:: Given data

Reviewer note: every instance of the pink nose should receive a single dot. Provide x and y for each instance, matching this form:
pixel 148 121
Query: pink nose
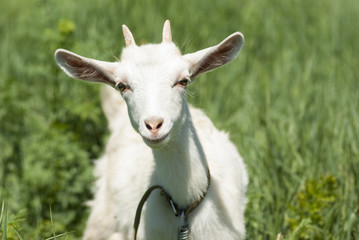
pixel 154 124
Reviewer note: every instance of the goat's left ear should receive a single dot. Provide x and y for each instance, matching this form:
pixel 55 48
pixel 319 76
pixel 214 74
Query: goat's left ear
pixel 210 58
pixel 86 69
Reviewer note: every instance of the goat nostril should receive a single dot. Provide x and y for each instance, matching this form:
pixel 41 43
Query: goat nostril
pixel 148 126
pixel 159 125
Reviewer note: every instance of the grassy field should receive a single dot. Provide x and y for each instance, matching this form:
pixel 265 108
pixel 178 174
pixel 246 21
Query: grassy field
pixel 290 102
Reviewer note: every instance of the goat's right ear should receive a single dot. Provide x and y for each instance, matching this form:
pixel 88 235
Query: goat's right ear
pixel 86 69
pixel 213 57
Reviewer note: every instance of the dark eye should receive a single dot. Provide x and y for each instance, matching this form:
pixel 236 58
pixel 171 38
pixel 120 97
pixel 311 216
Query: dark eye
pixel 183 82
pixel 122 87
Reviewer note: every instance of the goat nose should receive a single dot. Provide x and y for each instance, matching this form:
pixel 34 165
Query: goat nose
pixel 154 124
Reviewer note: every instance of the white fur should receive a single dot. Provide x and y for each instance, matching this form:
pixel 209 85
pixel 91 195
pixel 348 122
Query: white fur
pixel 133 162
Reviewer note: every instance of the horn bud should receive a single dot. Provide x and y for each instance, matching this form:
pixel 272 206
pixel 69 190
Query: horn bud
pixel 129 40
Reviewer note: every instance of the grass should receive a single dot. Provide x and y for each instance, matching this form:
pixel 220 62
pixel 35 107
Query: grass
pixel 290 103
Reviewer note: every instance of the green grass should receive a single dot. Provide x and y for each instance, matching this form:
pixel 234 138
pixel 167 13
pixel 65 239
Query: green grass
pixel 290 102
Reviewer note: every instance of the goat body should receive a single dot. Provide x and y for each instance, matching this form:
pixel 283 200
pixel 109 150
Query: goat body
pixel 170 144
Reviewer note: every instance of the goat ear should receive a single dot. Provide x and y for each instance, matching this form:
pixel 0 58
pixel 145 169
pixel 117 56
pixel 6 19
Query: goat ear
pixel 211 58
pixel 86 69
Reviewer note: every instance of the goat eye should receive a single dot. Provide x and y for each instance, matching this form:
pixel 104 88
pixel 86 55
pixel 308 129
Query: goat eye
pixel 184 82
pixel 122 87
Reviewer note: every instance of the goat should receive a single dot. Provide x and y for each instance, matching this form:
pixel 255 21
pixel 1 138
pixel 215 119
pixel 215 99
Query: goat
pixel 176 146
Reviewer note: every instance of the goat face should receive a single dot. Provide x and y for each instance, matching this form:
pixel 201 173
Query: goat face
pixel 153 79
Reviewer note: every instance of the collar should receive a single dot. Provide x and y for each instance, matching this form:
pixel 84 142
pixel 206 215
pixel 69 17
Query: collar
pixel 183 213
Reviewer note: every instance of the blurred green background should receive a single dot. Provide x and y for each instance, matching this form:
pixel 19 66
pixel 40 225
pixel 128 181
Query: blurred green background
pixel 290 102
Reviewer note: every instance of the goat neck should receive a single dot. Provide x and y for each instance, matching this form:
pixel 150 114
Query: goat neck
pixel 181 165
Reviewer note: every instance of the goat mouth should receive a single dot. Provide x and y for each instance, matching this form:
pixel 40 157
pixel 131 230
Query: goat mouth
pixel 156 140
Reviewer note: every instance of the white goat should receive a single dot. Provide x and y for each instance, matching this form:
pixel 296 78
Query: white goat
pixel 176 146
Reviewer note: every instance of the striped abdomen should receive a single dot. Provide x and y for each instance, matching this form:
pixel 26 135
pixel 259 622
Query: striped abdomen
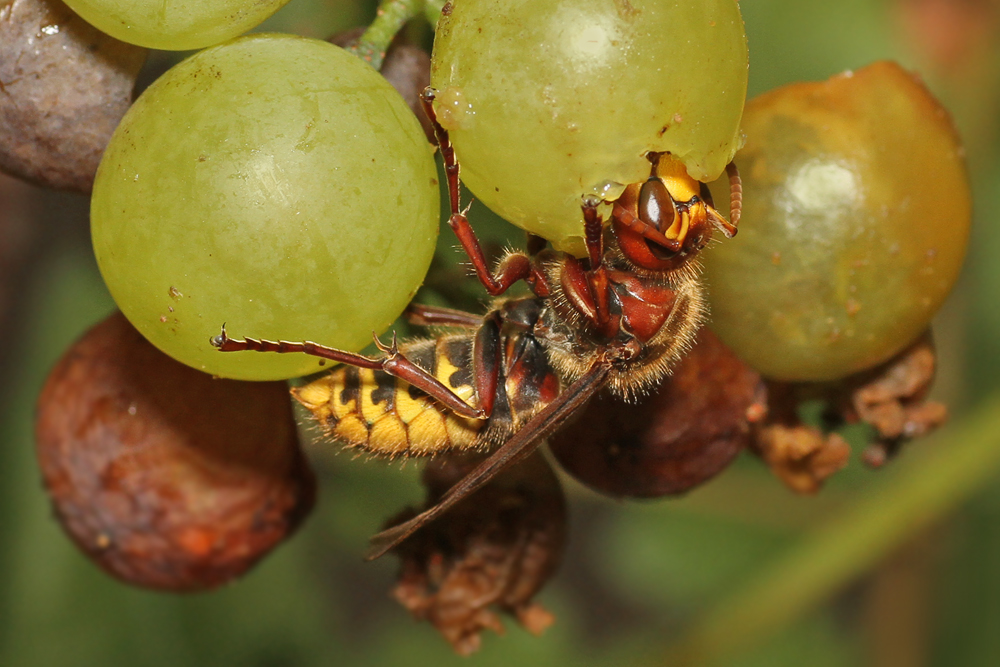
pixel 374 411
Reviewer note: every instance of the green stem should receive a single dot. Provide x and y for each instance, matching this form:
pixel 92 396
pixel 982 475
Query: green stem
pixel 391 17
pixel 924 486
pixel 432 11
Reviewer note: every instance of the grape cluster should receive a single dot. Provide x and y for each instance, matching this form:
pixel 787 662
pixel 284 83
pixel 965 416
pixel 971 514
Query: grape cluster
pixel 279 187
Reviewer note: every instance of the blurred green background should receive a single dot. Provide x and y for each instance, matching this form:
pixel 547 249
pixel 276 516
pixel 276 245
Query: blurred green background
pixel 892 568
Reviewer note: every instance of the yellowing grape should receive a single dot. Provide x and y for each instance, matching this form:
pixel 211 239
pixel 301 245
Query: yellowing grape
pixel 274 183
pixel 175 25
pixel 855 225
pixel 549 100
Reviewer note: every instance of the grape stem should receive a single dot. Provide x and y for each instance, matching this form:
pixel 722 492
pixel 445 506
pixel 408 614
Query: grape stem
pixel 392 15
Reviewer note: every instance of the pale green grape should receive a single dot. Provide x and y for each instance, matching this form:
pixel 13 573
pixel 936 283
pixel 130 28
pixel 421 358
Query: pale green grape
pixel 855 224
pixel 175 25
pixel 549 100
pixel 274 183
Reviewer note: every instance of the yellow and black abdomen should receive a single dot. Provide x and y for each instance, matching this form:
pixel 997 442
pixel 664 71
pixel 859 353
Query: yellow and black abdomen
pixel 381 414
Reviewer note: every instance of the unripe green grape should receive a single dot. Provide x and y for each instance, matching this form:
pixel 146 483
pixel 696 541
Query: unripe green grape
pixel 274 183
pixel 175 25
pixel 550 100
pixel 855 223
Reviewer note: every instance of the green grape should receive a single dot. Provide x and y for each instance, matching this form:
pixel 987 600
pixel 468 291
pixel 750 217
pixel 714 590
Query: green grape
pixel 855 225
pixel 550 100
pixel 175 25
pixel 274 183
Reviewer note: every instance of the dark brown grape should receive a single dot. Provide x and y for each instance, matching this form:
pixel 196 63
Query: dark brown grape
pixel 685 433
pixel 166 477
pixel 65 86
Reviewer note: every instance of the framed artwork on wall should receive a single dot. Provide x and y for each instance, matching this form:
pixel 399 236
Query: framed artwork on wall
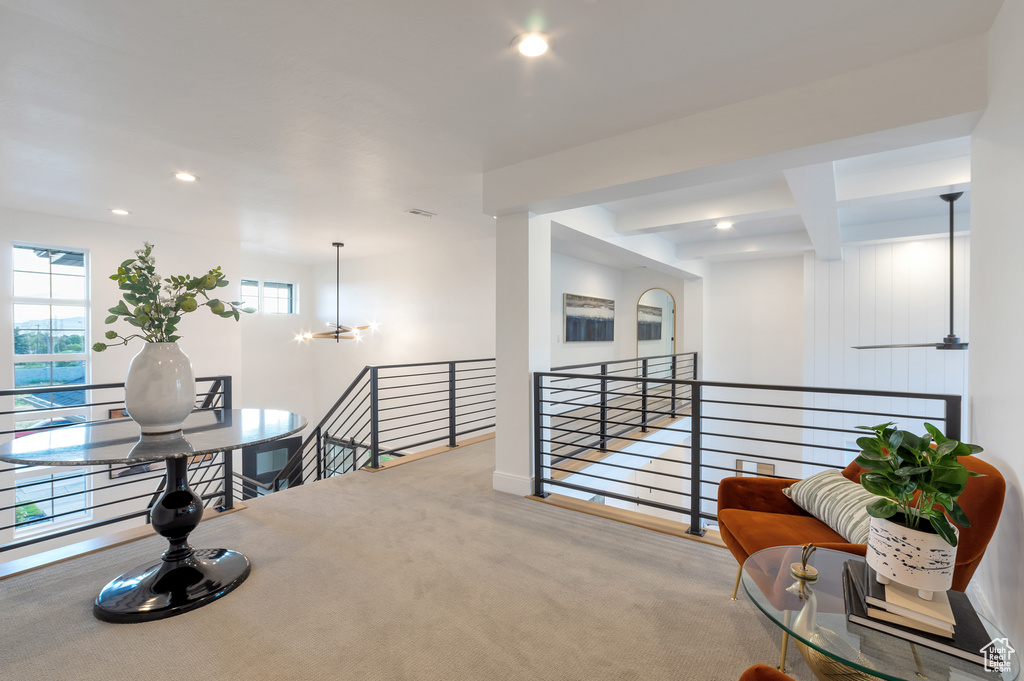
pixel 648 323
pixel 587 318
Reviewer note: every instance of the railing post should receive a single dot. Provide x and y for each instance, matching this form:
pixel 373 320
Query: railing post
pixel 953 416
pixel 695 527
pixel 538 440
pixel 375 457
pixel 320 454
pixel 674 386
pixel 603 432
pixel 228 481
pixel 452 425
pixel 643 403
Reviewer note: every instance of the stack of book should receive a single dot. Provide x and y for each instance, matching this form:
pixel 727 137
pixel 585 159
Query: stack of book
pixel 947 623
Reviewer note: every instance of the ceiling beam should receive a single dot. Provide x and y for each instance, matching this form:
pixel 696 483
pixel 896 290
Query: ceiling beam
pixel 813 188
pixel 773 245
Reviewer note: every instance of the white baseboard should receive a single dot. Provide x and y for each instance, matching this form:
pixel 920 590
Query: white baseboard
pixel 513 484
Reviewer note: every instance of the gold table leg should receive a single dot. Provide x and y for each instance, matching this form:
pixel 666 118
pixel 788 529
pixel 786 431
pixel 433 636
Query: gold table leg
pixel 735 587
pixel 785 642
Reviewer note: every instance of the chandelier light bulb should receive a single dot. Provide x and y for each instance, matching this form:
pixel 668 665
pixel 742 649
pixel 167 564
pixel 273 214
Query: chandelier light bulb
pixel 531 44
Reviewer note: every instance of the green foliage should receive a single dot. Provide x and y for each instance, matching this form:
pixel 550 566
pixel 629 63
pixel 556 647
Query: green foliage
pixel 919 476
pixel 155 305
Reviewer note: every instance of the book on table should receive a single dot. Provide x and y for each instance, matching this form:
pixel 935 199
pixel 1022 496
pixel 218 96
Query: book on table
pixel 904 601
pixel 966 642
pixel 878 607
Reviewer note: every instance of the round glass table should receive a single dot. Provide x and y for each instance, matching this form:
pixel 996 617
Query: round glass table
pixel 184 578
pixel 835 647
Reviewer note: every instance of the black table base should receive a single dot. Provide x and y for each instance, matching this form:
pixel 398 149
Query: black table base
pixel 186 578
pixel 155 592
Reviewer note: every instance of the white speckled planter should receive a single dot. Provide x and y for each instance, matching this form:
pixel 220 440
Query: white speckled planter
pixel 916 559
pixel 160 388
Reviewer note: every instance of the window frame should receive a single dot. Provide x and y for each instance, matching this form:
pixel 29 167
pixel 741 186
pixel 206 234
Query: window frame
pixel 25 476
pixel 293 307
pixel 52 357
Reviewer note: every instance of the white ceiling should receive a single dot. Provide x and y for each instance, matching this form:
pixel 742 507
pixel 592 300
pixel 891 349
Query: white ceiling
pixel 326 120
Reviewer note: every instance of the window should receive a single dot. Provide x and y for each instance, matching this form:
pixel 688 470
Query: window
pixel 44 500
pixel 249 294
pixel 278 298
pixel 50 312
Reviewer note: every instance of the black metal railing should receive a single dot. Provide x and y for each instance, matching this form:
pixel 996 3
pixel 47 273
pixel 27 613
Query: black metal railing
pixel 706 431
pixel 39 504
pixel 388 412
pixel 599 416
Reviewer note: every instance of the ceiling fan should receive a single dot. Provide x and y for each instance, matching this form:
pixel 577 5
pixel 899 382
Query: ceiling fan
pixel 950 342
pixel 340 332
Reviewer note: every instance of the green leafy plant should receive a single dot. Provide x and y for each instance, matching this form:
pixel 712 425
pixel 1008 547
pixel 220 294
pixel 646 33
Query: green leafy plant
pixel 155 305
pixel 919 476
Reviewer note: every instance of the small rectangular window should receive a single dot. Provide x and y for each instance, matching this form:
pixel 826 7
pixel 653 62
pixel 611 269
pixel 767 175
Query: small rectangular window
pixel 49 499
pixel 278 298
pixel 249 293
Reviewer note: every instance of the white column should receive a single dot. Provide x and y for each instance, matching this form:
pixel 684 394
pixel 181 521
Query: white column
pixel 522 342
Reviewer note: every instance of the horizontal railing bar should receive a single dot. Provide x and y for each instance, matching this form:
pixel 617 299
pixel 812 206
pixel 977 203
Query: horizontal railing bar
pixel 600 462
pixel 434 364
pixel 775 388
pixel 619 362
pixel 442 391
pixel 612 479
pixel 828 411
pixel 428 401
pixel 802 426
pixel 409 416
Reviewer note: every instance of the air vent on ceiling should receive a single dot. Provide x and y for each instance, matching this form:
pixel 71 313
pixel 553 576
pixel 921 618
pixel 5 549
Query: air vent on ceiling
pixel 421 213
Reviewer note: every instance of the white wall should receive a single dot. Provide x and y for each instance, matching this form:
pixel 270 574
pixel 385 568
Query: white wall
pixel 880 294
pixel 431 305
pixel 570 274
pixel 278 370
pixel 996 293
pixel 754 322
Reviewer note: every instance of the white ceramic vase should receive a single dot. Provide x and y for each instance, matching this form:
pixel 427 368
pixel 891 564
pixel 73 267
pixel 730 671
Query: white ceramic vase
pixel 160 388
pixel 916 559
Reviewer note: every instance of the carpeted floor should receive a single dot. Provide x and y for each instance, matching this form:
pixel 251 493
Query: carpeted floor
pixel 421 571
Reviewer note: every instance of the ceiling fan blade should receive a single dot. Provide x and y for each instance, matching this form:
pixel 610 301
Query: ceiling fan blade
pixel 895 345
pixel 333 334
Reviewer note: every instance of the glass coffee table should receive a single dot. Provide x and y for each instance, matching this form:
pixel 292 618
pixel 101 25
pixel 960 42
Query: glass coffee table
pixel 183 578
pixel 839 648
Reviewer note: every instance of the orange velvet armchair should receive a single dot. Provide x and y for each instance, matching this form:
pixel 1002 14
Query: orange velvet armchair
pixel 754 514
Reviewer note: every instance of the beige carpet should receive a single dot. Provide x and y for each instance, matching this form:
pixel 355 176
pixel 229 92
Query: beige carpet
pixel 421 571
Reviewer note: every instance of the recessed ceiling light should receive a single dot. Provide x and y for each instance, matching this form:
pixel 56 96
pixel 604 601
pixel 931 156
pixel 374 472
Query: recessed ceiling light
pixel 530 44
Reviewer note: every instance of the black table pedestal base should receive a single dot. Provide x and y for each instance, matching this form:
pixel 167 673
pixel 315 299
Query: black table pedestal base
pixel 185 578
pixel 169 588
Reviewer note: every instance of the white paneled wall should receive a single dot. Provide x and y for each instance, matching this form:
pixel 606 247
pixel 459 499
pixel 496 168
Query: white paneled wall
pixel 880 294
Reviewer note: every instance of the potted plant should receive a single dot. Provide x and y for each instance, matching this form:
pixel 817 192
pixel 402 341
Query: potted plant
pixel 918 479
pixel 160 388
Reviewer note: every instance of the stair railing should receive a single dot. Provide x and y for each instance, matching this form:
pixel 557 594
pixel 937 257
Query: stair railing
pixel 388 412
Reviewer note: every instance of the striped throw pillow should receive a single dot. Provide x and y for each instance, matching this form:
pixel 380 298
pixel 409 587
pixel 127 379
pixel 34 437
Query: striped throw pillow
pixel 839 503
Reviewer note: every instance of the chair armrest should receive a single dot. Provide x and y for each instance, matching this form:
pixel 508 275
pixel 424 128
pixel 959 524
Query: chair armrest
pixel 757 494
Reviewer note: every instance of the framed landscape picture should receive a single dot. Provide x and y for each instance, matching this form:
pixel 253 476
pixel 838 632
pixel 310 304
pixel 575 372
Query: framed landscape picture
pixel 589 318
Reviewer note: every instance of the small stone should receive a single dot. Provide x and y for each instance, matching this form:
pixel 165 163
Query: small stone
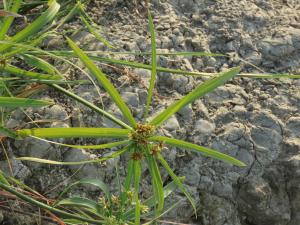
pixel 204 127
pixel 293 126
pixel 223 190
pixel 19 170
pixel 91 170
pixel 56 112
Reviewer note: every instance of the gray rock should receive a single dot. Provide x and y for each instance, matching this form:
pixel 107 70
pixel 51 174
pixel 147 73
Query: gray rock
pixel 204 127
pixel 223 189
pixel 293 126
pixel 91 170
pixel 19 170
pixel 216 210
pixel 262 204
pixel 36 148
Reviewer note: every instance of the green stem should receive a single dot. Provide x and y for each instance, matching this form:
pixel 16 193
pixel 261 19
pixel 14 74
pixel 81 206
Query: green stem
pixel 46 207
pixel 91 106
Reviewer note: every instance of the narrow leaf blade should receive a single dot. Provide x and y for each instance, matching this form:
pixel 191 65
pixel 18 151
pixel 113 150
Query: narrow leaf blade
pixel 201 90
pixel 12 102
pixel 205 151
pixel 72 132
pixel 104 81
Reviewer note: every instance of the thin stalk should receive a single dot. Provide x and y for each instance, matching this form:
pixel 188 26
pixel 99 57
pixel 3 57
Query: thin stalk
pixel 46 207
pixel 91 106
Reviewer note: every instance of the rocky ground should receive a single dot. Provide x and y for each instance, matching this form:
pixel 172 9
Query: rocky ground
pixel 256 121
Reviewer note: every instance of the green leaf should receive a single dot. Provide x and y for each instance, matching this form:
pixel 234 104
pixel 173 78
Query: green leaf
pixel 205 151
pixel 47 207
pixel 92 206
pixel 3 179
pixel 8 133
pixel 127 182
pixel 8 21
pixel 12 102
pixel 72 132
pixel 157 182
pixel 201 90
pixel 104 81
pixel 137 177
pixel 91 106
pixel 40 64
pixel 153 62
pixel 178 182
pixel 46 161
pixel 28 74
pixel 36 25
pixel 102 146
pixel 152 201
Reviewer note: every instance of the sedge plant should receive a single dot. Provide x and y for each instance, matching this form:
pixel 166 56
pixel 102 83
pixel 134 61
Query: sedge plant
pixel 139 139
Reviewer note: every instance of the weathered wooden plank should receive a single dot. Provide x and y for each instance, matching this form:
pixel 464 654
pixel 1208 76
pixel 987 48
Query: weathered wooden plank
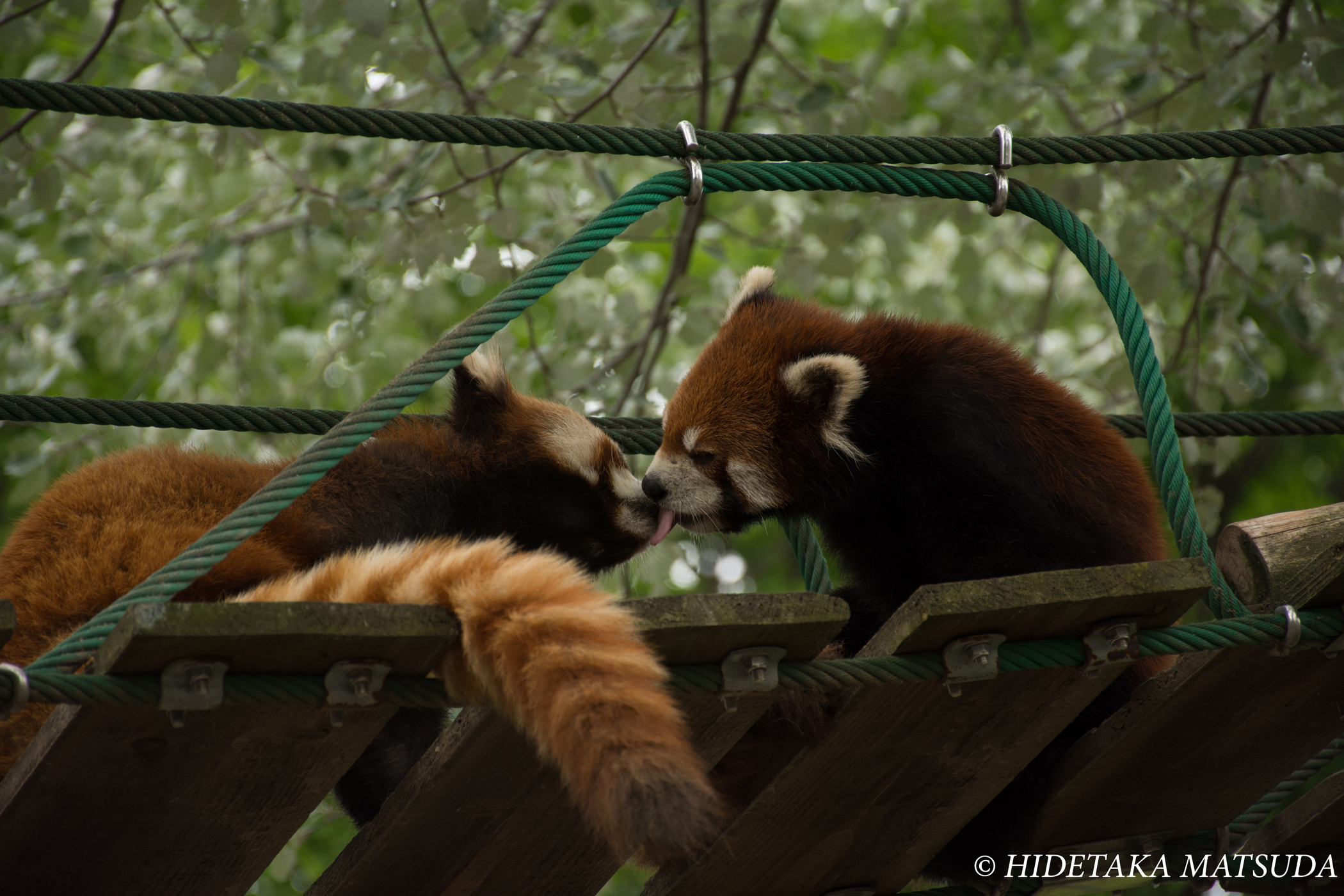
pixel 479 815
pixel 1164 762
pixel 115 799
pixel 1264 558
pixel 6 622
pixel 908 766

::::

### Aim of the task
Can you convert the lines starting at the one containing "Reviewer note: every instance of the chair" and ending at the one containing "pixel 152 201" into a JSON list of strings, one string per line, with blank lines and the pictures left out?

### Full solution
[
  "Reviewer note: every instance of the chair armrest should receive a single dot. Provide x and y for each instance, matching this form:",
  "pixel 508 275",
  "pixel 424 128",
  "pixel 959 524",
  "Query: chair armrest",
  "pixel 757 494",
  "Reviewer note: every instance of the framed landscape picture should receive a single dot. Provide x and y for each instance, matching this form:",
  "pixel 253 476",
  "pixel 838 632",
  "pixel 310 304",
  "pixel 575 372",
  "Query: framed landscape picture",
  "pixel 589 318",
  "Reviewer note: every instance of the small stone should receive a single dot. Provide x and y for each instance, matching this form:",
  "pixel 165 163",
  "Query: small stone",
  "pixel 204 127",
  "pixel 293 126",
  "pixel 223 190",
  "pixel 19 170",
  "pixel 91 170",
  "pixel 56 112",
  "Reviewer note: every instance of the gray rock should receive a single dot. Provide x and y for each instance, matching this form:",
  "pixel 107 70",
  "pixel 51 174",
  "pixel 147 73",
  "Query: gray rock",
  "pixel 204 127",
  "pixel 223 189",
  "pixel 293 126",
  "pixel 91 170",
  "pixel 19 170",
  "pixel 216 210",
  "pixel 262 204",
  "pixel 36 148",
  "Reviewer note: every instance of the green stem should receive a single dot. Provide x and y for each instance, matching this form:",
  "pixel 16 193",
  "pixel 261 19",
  "pixel 14 74",
  "pixel 81 206",
  "Query: green stem",
  "pixel 46 207",
  "pixel 91 106",
  "Reviewer note: every instance of the narrow leaf blade should receive a single dot. Provide x and y for each instance, matching this form:",
  "pixel 191 65",
  "pixel 18 151",
  "pixel 113 150",
  "Query: narrow leaf blade",
  "pixel 201 90",
  "pixel 12 102",
  "pixel 205 151",
  "pixel 72 132",
  "pixel 104 81",
  "Reviewer note: every instance of the thin stalk should receive a single dot. Provide x and y for each instance, matching this form:",
  "pixel 188 26",
  "pixel 99 57",
  "pixel 3 57",
  "Query: thin stalk",
  "pixel 46 207",
  "pixel 91 106",
  "Reviewer note: every instance of the rocky ground should receive a single dot. Provide x and y for each instance, matching this form:",
  "pixel 172 9",
  "Query: rocky ground",
  "pixel 256 121",
  "Reviewer note: every instance of the green leaf should receive a single dot. Provide x and y for each instance, matching this form:",
  "pixel 234 104",
  "pixel 173 78",
  "Query: green leaf",
  "pixel 205 151",
  "pixel 47 207",
  "pixel 92 206",
  "pixel 3 179",
  "pixel 8 133",
  "pixel 127 182",
  "pixel 8 21",
  "pixel 12 102",
  "pixel 72 132",
  "pixel 157 182",
  "pixel 201 90",
  "pixel 104 81",
  "pixel 137 177",
  "pixel 91 106",
  "pixel 40 64",
  "pixel 153 62",
  "pixel 178 182",
  "pixel 46 161",
  "pixel 28 74",
  "pixel 36 25",
  "pixel 102 146",
  "pixel 152 201"
]